-- Tasks to perform --
1. Write out the part of the blog post about watching snow, everything from "About 18 months" down to "camera to capture.".
2. Answer these questions from the blog post about watching snow:
(a) What did the writer feel hit their face while standing outside?
(b) About how long ago did the writer attend the autism conference?
(c) How long after Liz's diagnosis was the conference?
3. Sum up the blog post about watching snow in two sentences.

BEGIN Text provided

Sunday, January 11, 2015

Some Moments Can't Be Captured

Tonight, I stood outside watching the snow. I felt each individual snowflake hit my face. I stood there completely mesmerized at the beauty I was witnessing. It was one of those moments I wish I could capture perfectly with a camera. Unfortunately, There are some moments that can never be perfectly captured.

About 18 months ago, I attended an autism conference. It was a month after Liz had been diagnosed. I was still very lost and confused. As I walked the hallways, I happened upon an ASD child having a meltdown. One thing that completely struck me was the patience his mother had as she helped him calm the storm. She sat down and held him. She gently rocked back and forth and whispered in his ear. In that moment, I witnessed true, undying love. That moment has stayed with me. As I stood there, an intruder in their world, I saw something beautiful. Just like tonight's snow,  it was a moment that was far to beautiful for any camera to capture.

END Text provided
BEGIN Source material

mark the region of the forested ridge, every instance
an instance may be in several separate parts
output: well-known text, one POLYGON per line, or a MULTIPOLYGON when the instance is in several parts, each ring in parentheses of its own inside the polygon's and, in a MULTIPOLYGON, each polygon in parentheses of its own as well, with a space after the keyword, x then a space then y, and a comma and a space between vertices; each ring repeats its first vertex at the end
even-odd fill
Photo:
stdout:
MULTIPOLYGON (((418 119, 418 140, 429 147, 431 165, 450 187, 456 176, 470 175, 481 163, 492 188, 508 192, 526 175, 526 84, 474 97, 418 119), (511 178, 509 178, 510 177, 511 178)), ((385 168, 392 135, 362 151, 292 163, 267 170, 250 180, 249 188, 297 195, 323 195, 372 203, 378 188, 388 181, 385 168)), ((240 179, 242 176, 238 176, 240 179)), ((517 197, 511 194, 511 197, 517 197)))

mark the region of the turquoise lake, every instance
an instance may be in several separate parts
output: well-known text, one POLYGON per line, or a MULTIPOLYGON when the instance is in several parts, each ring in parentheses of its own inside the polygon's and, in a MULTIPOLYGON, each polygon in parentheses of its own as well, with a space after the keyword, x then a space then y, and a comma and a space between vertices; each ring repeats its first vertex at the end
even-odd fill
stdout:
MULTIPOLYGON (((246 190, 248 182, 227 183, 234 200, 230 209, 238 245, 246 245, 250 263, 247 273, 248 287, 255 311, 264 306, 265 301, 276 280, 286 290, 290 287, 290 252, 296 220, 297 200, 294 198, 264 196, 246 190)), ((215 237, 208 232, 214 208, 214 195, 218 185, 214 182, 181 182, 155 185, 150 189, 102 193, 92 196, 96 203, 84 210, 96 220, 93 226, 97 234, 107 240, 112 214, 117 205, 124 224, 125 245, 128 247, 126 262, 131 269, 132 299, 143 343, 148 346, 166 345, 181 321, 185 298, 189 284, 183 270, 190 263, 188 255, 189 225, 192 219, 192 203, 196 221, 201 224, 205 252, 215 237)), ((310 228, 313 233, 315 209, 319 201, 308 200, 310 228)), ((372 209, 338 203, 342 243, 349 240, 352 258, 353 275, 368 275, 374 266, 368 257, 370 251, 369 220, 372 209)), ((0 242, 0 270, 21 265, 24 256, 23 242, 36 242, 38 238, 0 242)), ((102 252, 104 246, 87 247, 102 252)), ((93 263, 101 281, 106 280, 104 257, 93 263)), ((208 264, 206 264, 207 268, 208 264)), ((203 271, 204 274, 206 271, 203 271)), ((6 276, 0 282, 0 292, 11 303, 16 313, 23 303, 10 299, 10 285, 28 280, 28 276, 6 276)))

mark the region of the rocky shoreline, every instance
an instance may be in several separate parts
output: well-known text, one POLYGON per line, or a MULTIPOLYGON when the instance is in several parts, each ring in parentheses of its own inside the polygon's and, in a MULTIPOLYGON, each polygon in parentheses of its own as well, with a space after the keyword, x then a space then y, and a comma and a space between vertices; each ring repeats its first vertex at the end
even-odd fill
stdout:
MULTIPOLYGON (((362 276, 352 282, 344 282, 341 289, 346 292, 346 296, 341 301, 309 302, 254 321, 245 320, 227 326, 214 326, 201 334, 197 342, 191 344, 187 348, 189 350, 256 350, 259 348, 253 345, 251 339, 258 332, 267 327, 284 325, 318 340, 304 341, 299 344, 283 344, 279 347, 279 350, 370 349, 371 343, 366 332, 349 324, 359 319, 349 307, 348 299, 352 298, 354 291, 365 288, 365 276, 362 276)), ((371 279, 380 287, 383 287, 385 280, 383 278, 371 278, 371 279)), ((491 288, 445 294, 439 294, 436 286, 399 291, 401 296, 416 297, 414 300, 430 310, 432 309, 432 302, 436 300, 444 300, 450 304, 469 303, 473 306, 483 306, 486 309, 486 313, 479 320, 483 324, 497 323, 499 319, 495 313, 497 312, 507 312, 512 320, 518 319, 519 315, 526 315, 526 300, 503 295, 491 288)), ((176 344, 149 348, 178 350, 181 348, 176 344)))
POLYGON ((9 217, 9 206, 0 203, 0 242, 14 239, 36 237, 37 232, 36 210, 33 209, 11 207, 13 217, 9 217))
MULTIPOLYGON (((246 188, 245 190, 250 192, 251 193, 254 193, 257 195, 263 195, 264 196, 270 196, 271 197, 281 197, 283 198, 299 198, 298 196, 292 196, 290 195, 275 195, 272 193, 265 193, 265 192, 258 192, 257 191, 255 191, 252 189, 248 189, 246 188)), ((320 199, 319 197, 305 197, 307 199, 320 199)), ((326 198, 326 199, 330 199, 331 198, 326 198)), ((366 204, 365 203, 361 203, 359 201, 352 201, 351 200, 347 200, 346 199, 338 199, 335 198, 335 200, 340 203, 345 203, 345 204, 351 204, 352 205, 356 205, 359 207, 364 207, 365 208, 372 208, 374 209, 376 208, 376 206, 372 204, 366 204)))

END Source material

-- Responses to the exercise --
1.
About 18 months ago, I attended an autism conference. It was a month after Liz had been diagnosed. I was still very lost and confused. As I walked the hallways, I happened upon an ASD child having a meltdown. One thing that completely struck me was the patience his mother had as she helped him calm the storm. She sat down and held him. She gently rocked back and forth and whispered in his ear. In that moment, I witnessed true, undying love. That moment has stayed with me. As I stood there, an intruder in their world, I saw something beautiful. Just like tonight's snow,  it was a moment that was far to beautiful for any camera to capture.

2.
(a) Each individual snowflake.
(b) About 18 months ago.
(c) A month after Liz had been diagnosed.

3. Standing outside in the snow one night, the writer was mesmerized by its beauty and reflected that some moments can never be perfectly captured with a camera. The writer also recalls an autism conference about 18 months earlier, where a mother patiently held and rocked her child through a meltdown, a moment the writer calls far too beautiful for any camera to capture.